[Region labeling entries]

----

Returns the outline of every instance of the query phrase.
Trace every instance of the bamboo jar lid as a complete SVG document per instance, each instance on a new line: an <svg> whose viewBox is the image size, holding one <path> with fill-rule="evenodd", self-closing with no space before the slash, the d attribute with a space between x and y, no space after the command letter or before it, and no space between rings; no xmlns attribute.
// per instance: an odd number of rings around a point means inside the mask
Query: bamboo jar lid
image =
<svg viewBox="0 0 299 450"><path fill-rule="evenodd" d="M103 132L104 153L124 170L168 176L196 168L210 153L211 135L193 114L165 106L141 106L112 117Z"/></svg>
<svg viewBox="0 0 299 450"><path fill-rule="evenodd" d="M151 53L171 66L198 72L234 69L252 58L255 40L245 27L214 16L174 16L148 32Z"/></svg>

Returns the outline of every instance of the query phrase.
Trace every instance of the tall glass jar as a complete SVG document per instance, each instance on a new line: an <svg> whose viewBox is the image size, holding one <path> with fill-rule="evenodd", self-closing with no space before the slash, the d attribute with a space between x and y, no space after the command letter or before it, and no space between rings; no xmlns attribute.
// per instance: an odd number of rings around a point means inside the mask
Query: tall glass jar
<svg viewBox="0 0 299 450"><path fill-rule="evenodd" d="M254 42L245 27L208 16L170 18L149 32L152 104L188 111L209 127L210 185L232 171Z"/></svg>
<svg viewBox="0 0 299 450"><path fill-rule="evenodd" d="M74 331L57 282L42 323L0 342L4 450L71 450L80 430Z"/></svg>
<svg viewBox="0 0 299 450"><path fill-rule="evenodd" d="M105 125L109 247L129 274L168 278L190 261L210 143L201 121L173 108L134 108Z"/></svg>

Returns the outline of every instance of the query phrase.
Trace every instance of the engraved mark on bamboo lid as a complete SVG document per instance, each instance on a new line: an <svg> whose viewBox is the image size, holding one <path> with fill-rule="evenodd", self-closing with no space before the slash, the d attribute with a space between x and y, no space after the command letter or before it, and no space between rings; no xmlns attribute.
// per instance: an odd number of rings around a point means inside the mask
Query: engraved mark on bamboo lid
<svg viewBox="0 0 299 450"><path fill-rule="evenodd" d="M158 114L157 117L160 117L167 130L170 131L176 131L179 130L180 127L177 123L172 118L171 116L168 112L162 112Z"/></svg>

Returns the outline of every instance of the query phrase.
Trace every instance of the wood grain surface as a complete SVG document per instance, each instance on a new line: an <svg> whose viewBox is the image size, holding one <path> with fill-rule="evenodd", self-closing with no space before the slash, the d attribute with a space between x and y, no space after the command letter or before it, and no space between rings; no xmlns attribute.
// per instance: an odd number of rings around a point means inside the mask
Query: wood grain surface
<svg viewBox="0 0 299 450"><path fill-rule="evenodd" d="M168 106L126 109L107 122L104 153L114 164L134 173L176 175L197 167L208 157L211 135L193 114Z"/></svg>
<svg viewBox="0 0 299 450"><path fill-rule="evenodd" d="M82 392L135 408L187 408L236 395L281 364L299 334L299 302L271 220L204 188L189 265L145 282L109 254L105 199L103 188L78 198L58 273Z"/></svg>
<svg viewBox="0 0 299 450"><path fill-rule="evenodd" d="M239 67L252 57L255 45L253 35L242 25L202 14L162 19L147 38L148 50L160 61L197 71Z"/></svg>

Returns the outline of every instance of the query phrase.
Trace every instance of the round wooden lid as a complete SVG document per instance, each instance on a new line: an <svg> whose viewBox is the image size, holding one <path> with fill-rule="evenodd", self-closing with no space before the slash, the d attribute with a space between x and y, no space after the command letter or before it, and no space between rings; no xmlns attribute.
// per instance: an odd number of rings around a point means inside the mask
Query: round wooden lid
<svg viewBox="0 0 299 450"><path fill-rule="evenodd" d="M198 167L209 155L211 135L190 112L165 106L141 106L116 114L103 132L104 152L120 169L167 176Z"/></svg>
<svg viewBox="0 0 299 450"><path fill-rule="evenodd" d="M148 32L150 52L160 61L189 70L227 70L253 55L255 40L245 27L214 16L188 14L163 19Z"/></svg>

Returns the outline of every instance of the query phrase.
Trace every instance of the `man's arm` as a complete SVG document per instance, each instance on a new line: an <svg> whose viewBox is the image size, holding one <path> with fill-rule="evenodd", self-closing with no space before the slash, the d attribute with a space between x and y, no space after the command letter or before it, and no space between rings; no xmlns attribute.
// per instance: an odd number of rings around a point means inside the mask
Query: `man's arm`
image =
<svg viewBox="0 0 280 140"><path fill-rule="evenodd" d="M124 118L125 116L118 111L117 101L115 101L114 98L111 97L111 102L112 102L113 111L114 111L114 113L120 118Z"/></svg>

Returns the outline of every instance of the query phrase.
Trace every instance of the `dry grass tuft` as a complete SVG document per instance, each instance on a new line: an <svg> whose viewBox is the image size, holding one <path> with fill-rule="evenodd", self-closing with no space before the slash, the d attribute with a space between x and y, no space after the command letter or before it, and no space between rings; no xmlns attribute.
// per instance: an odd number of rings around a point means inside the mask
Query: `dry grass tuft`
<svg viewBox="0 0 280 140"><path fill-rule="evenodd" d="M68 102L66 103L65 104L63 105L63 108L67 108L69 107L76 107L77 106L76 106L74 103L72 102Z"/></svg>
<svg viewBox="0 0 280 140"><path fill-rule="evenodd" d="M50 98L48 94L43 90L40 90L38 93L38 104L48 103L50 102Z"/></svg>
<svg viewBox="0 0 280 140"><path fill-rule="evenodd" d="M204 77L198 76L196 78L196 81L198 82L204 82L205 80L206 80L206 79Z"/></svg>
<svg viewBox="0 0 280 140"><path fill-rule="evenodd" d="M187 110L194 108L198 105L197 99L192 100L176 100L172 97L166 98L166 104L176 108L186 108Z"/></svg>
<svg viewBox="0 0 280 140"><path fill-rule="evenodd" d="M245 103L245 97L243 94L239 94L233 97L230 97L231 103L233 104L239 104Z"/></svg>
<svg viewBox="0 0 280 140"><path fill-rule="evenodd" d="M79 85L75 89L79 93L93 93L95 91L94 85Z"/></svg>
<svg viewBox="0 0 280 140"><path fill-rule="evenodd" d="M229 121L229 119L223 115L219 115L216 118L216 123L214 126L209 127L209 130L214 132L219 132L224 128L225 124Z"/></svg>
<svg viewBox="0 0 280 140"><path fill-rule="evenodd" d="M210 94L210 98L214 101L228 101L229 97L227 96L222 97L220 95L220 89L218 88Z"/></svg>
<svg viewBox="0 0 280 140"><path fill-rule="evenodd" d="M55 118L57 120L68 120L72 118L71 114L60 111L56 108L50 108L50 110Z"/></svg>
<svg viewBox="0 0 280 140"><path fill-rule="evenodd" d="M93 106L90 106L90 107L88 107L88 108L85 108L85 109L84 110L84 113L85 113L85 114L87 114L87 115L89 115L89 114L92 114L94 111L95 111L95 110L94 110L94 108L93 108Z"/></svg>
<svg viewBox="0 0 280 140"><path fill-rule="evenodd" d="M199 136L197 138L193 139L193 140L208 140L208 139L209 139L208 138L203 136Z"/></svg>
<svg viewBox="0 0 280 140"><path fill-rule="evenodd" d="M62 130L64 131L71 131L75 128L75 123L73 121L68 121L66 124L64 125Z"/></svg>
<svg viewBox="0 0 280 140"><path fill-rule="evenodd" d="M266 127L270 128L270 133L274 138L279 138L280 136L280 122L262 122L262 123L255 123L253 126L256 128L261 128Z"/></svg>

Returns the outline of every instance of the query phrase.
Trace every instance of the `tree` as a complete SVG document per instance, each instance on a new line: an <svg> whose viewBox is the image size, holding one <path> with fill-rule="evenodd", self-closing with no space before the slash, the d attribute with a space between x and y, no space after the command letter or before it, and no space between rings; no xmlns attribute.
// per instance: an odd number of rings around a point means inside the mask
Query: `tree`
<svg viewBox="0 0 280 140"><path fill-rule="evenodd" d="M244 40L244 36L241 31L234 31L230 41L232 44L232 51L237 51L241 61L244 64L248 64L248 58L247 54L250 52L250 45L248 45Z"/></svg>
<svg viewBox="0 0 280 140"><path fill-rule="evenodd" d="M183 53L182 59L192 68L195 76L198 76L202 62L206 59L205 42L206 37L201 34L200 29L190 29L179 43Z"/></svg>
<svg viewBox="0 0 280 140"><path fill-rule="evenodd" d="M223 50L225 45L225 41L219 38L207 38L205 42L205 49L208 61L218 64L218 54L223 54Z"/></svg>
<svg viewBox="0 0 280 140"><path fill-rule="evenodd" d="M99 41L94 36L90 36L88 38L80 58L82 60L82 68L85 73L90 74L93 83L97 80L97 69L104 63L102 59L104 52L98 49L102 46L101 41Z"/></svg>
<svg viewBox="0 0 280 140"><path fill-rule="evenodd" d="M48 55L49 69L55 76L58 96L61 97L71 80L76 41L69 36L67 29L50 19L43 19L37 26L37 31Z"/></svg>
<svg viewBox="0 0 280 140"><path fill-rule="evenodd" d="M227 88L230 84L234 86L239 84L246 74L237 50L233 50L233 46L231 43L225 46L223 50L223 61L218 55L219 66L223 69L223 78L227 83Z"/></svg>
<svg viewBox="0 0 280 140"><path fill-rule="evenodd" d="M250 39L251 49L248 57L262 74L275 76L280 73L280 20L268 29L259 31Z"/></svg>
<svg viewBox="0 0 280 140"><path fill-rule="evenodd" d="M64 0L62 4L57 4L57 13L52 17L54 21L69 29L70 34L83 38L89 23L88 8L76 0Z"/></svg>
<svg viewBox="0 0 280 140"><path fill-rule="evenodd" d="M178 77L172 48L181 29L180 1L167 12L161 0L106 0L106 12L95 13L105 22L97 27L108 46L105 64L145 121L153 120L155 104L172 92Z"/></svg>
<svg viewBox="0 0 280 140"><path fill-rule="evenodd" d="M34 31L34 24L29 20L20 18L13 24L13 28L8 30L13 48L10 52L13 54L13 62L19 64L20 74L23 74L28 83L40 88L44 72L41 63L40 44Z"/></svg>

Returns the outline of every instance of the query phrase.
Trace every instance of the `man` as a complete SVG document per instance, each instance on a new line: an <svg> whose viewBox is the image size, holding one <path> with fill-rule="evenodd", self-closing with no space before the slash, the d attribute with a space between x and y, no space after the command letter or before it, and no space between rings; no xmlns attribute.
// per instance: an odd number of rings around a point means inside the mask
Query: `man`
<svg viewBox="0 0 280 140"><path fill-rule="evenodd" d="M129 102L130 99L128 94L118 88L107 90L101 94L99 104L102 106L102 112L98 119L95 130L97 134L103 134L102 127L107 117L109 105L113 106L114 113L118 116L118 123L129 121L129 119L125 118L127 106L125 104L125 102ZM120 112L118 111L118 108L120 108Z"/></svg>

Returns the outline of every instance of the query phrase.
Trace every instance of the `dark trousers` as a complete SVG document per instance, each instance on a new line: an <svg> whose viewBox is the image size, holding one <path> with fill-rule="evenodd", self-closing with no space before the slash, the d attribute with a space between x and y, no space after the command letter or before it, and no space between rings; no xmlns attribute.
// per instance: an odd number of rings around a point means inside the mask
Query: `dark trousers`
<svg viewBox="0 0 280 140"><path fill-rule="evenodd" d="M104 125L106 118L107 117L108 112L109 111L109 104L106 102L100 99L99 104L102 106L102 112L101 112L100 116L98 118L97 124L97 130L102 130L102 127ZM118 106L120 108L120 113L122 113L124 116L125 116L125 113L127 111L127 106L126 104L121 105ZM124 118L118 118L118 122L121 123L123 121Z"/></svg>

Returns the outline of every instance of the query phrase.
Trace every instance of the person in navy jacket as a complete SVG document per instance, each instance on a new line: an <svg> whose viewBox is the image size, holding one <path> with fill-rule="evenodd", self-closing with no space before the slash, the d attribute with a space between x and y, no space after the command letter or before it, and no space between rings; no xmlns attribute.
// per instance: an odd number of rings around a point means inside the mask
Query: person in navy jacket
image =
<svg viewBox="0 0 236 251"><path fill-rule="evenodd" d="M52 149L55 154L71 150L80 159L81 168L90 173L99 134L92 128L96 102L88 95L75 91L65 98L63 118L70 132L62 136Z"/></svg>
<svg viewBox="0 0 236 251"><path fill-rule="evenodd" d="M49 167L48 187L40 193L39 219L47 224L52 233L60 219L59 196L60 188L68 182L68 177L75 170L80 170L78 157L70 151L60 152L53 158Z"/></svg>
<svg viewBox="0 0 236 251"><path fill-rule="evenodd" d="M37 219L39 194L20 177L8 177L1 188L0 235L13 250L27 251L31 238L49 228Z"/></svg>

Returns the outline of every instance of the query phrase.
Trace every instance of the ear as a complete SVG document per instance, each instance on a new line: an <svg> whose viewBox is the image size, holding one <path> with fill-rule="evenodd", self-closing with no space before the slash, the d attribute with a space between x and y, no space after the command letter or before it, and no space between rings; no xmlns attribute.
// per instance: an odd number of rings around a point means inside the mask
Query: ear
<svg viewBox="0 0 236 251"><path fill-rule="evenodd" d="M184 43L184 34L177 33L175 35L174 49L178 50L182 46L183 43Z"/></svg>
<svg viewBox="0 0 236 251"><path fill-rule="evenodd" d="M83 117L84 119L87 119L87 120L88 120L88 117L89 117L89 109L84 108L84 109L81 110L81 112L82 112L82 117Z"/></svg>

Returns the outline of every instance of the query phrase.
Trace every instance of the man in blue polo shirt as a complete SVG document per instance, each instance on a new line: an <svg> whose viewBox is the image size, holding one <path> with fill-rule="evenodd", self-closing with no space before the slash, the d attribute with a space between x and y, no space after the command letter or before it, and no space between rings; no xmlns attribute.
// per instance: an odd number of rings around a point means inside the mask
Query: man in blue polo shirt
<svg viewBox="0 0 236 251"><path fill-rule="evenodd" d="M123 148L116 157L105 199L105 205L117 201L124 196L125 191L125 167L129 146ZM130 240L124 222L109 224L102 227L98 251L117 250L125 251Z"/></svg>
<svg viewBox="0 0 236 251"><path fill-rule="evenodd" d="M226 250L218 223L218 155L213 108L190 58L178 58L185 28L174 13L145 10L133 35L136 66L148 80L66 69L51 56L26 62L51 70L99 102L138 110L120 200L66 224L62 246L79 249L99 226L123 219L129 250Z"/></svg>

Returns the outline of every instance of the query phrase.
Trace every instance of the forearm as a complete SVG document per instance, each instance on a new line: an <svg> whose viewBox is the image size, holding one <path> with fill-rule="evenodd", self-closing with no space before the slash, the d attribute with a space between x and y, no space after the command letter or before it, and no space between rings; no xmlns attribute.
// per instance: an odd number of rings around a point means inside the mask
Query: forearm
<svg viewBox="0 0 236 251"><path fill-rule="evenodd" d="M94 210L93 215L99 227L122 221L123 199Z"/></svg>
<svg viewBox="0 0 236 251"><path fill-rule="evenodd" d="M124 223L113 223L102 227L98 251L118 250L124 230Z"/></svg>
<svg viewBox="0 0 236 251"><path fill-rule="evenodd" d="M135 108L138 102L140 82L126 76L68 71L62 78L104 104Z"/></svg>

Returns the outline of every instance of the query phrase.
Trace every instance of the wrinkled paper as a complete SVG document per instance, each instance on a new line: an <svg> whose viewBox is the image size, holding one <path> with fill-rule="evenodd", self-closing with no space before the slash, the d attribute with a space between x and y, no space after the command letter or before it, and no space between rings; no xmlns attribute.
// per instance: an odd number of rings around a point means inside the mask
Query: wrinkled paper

----

**Task to complete**
Please locate every line in the entries above that contains the word "forearm" and copy each one. Case counts.

**Expected answer**
Trace every instance of the forearm as a complete SVG document per instance, each instance on a new line: an <svg> whose viewBox is the image size, holding one <path> with fill-rule="evenodd", self-closing with no space before the slash, the d attribute with a space between x and y, no space after the command letter or before it, and no space between rings; no xmlns attribute.
Query: forearm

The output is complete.